> _What is being asked_
Verbatim reproduction of the entries is required; images must be omitted.

Saved entries
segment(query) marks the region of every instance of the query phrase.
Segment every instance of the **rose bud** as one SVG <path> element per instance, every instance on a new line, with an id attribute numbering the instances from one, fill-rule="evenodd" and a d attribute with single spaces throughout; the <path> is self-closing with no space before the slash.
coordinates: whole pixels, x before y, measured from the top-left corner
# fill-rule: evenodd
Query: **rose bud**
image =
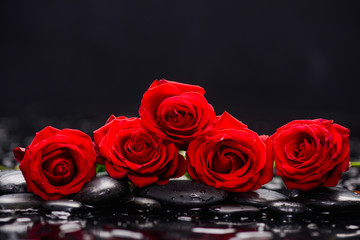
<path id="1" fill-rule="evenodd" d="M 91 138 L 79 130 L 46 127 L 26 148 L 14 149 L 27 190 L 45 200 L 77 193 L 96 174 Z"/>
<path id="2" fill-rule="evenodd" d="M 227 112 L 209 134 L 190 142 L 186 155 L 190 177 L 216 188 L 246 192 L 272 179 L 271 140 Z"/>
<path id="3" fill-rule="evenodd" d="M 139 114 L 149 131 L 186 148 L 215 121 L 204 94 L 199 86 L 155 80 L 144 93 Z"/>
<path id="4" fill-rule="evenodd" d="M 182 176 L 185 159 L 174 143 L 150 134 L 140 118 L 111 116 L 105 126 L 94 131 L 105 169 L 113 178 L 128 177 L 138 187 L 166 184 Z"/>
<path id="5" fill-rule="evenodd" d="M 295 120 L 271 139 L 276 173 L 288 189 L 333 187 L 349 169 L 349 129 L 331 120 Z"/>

> _Answer for the task_
segment(query) marks the region of every instance of the query phrase.
Segment every instance of the **rose bud** as one SVG <path> element per instance, every instance on a new line, with an id attribute numbering the instances from one, fill-rule="evenodd" and a d attribute with single spaces throughout; the <path> is self-closing with no space before the slash.
coordinates: whole pixels, x before y, measured from the top-left corner
# fill-rule: evenodd
Query: **rose bud**
image =
<path id="1" fill-rule="evenodd" d="M 91 138 L 79 130 L 46 127 L 26 148 L 14 149 L 27 190 L 45 200 L 77 193 L 96 174 Z"/>
<path id="2" fill-rule="evenodd" d="M 227 112 L 209 134 L 190 142 L 186 155 L 190 177 L 216 188 L 246 192 L 272 179 L 271 140 Z"/>
<path id="3" fill-rule="evenodd" d="M 139 114 L 149 131 L 186 148 L 215 121 L 204 94 L 199 86 L 155 80 L 144 93 Z"/>
<path id="4" fill-rule="evenodd" d="M 182 176 L 185 159 L 174 143 L 150 134 L 140 118 L 111 116 L 105 126 L 94 131 L 105 169 L 113 178 L 128 177 L 138 187 L 166 184 Z"/>
<path id="5" fill-rule="evenodd" d="M 295 120 L 271 139 L 276 173 L 288 189 L 333 187 L 349 169 L 349 129 L 331 120 Z"/>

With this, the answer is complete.